Abdurrahman Dilipak
Ah Sisi, vah Netanyahu!
Suudi Arabistan, Kuveyt ve BAE Mısır’a 39 milyar dolar kaynak aktarmış bugüne kadar. Bunun sadece 7 milyar doları hazineye aktarılmış. Geri kalan bir kısmı, örtülü ödenekten askerlere dağıtılmış. Geri kalanının nerede olduğu bilinmiyor.
Geçtiğimiz hafta Riyad’da Sisi’ye şu sorunun sorulmuş olması gerek.. “32 milyar dolar nereye gitti?”
Mısır’da ülke ekonomisinin %60’ı ordunun elinde. Bir yerlere gitmiştir. Devlet kendileri zaten. “Kesebir” yani. “Kesebir” kimin soyadı bakın bakalım. Sisi de Mısır’ın Kesebir’i
Sisi’yi artık Avrupa da, Amerika da savunamıyor.. Baradey’den sonra Tony Blair’i Sisi’ye danışman yaptılar, o da komik duruma düştü. Mızrak çuvala sığmıyor çünkü.
Sisi’nin artık bölgede tek dostu var, o da Netanyahu.. BAE de artık çok fazla Sisicilik yapmayacaktır. Kimse yenilecek ata oynamak istemez..
Şimdi sırada İsrail seçimleri var. Aslında seçimlerin 2017 Kasım’ında yapılması gerekiyordu. Şimdi 17 Mart’ta yapılacak. Öyle anlaşılıyor ki, Netanyahu seçimi kaybedecek. ABD’den beklediği desteği alamadı. Hatta, İran’a yönelik saldırı planları da suya düştü. Aklınca kararlılık ve cesaret gösterisinde bulunacaktı. Ama olmadı. Kendine en yakın hissettiği ülkelerin başında gelen Fransa’da bile dışlandı. Charlie Hebdo olayında da nasıl dışlandığı görüldü.

Veri bölümü

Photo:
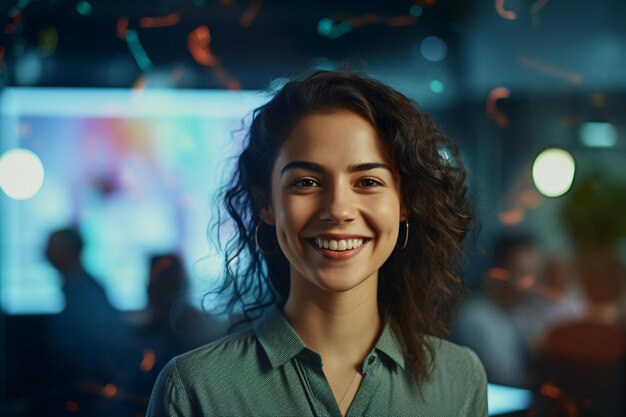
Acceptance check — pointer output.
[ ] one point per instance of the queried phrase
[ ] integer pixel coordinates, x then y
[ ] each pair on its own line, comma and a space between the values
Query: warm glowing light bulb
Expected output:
553, 172
21, 174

Göreviniz
Aşağıdaki ifadeler, yukarıdaki Sisi ve Netanyahu yazısıyla uyuşuyor mu? Her biri için evet ya da hayır deyin ve kararı belirleyen sözleri yazıdan olduğu gibi alıntılayın. (a) Suudi Arabistan, Kuveyt ve BAE'nin Mısır'a aktardığı kaynağın 7 milyar doları hazineye gitmiştir. (b) İsrail seçimleri 2017 Kasım'ında yapılacaktır. (c) Mısır ekonomisinin yarısı ordunun elindedir.

Cevap
(a) Evet: "Bunun sadece 7 milyar doları hazineye aktarılmış."
(b) Hayır: "Aslında seçimlerin 2017 Kasım’ında yapılması gerekiyordu. Şimdi 17 Mart’ta yapılacak."
(c) Hayır: "Mısır’da ülke ekonomisinin %60’ı ordunun elinde."